■ Data records ■
---
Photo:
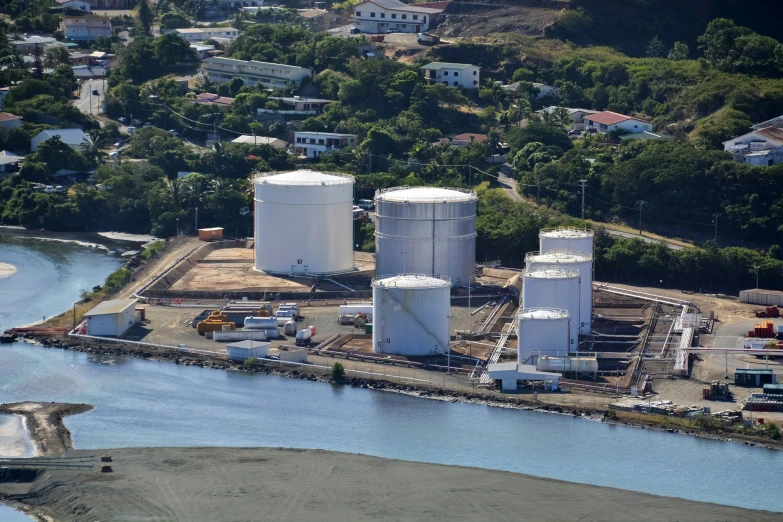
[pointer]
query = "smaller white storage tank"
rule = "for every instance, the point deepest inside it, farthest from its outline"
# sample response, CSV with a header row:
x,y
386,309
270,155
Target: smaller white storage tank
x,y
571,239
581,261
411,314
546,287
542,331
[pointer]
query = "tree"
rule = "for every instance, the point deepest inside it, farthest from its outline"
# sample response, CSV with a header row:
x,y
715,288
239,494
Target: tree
---
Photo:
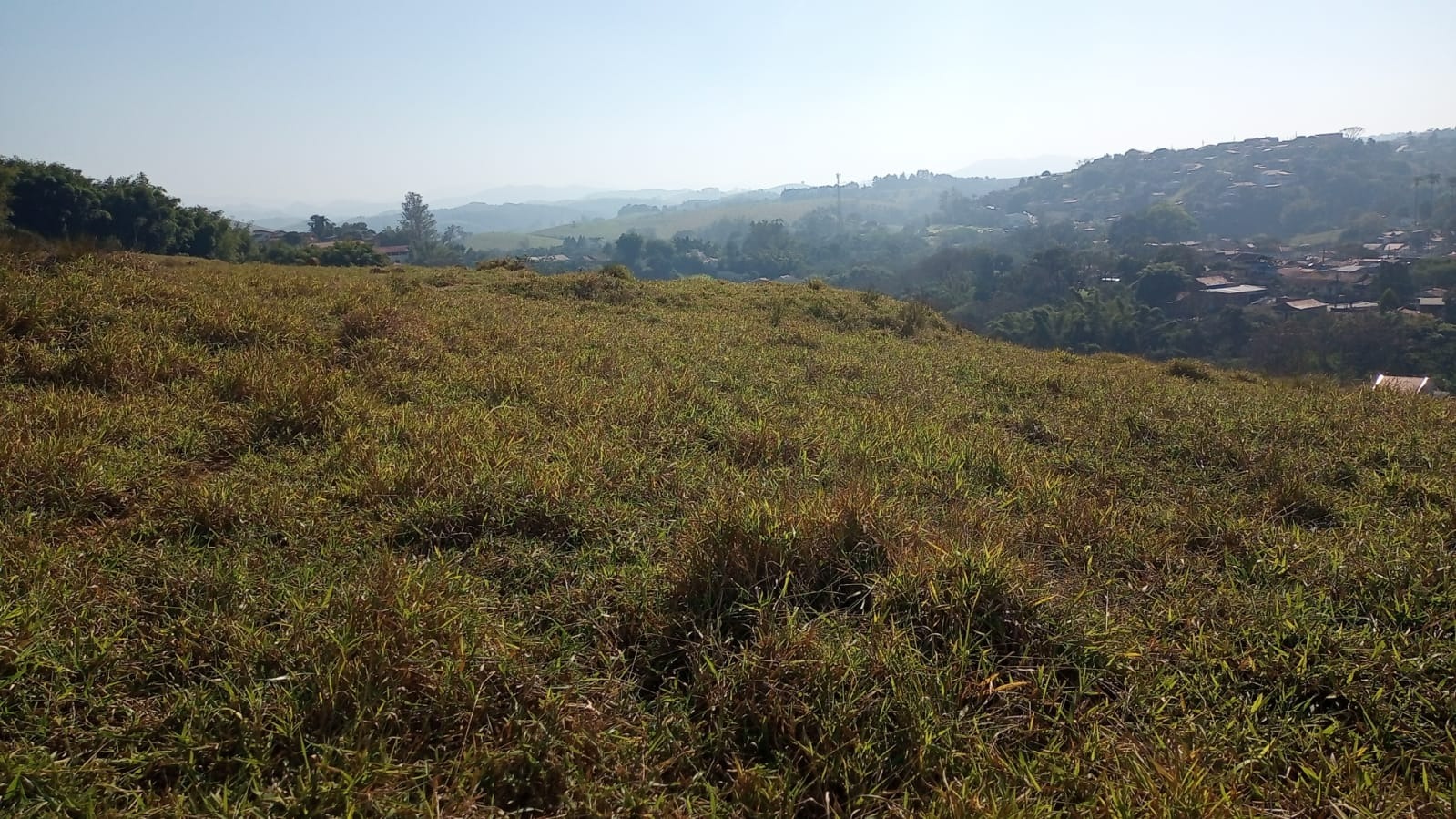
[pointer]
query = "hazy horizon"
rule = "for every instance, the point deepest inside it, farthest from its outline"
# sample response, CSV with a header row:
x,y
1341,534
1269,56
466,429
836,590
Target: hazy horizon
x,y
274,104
---
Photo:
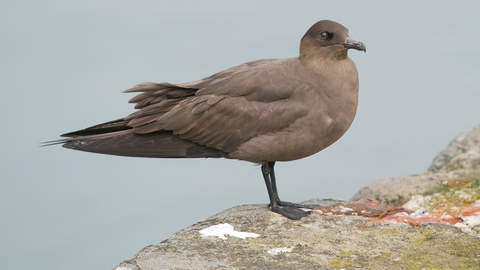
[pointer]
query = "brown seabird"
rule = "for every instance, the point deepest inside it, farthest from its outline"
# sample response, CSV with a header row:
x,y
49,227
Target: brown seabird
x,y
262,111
---
■ Written problem ■
Extract every line of the records above that contains the string "horizon".

■ Task answer ■
query = "hazy horizon"
Target: hazy horizon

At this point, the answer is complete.